Source
==================================================
# My First Official Catering Job was   a SUCCESS



## fishwrestler (Mar 9, 2013)

I have been doing BBQ and Whole hogs for sometime and we have done many a party for friends and family. Back In January I took the big step to officially becoming a caterer. I got my permits and found a commercial kitchen to work out of.

I have been selling take out once a month the last two month and landed my first official gig. It was tonight, a Groom's Dinner for 65. Pulled pork Baked beans, Coleslaw, Potato Salad and Ambrosia Salad. The Kitchen I am renting helped out and let me rent the Buffet Setting. Sorry no food shots but here is the table set up and ready for guest,.













IMG_1215.jpg



__ fishwrestler
__ Mar 9, 2013


















IMG_1216.jpg



__ fishwrestler
__ Mar 9, 2013






Thank you to the members at SMF for their encouragement and support.
 

Robert


----------



## boykjo (Mar 9, 2013)

Congrats on your success Rob..... Thumbs Up


----------



## DanMcG (Mar 9, 2013)

Congrats Robert!!!


----------



## woodcutter (Mar 9, 2013)

Congratulations!


----------



## pgsmoker64 (Mar 9, 2013)

Way to go Rob!


----------



## goingcamping (Mar 9, 2013)

Congrats..I'm sure you worked your tail off...but I bet it didn't feel like you were working?!


----------



## hooligan8403 (Mar 9, 2013)

Congrats. If your wanting to do food for a living catering is where the money is at.


----------



## wjordan52 (Mar 9, 2013)

It's great to see someone start their own business! Wishing you continued success in the future.


----------



## rdknb (Mar 9, 2013)

Congrats on your new adventure, good luck


----------



## daveomak (Mar 9, 2013)

...Robert....  way to go....


----------



## rabbithutch (Mar 9, 2013)

Way to go, Robert!

:yahoo:


----------



## supercenterchef (Mar 9, 2013)

Great to hear!

You're living the dream...tell us it was all worth it!!


----------



## tjohnson (Mar 9, 2013)

Congrats!!!


----------



## jarjarchef (Mar 9, 2013)

Very cool!!
==================================================
Stored records

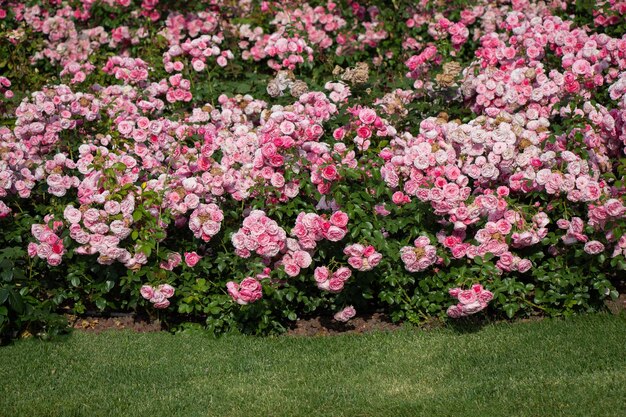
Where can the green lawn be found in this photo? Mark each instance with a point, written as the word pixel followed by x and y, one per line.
pixel 573 367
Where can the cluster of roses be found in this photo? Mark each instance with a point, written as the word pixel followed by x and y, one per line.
pixel 130 70
pixel 178 90
pixel 206 220
pixel 247 291
pixel 295 258
pixel 158 296
pixel 419 256
pixel 259 234
pixel 310 228
pixel 78 71
pixel 470 301
pixel 362 258
pixel 5 85
pixel 332 282
pixel 50 246
pixel 365 123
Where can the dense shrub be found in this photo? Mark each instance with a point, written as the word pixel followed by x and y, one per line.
pixel 238 165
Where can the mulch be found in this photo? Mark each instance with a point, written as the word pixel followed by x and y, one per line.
pixel 314 326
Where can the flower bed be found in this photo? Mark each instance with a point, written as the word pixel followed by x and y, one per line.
pixel 237 165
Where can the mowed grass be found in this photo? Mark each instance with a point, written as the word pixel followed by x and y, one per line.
pixel 574 367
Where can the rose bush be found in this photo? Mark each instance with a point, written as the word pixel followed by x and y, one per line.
pixel 238 165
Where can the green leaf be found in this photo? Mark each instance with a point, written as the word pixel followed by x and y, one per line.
pixel 101 303
pixel 4 294
pixel 15 301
==================================================
What this task involves
Please copy the catering thread from "Congrats. If your" up to and including "in the future.", changing "business" to "company". The data plays no part in what comes next.

Output of the task
Congrats. If your wanting to do food for a living catering is where the money is at.


----------



## wjordan52 (Mar 9, 2013)

It's great to see someone start their own company! Wishing you continued success in the future.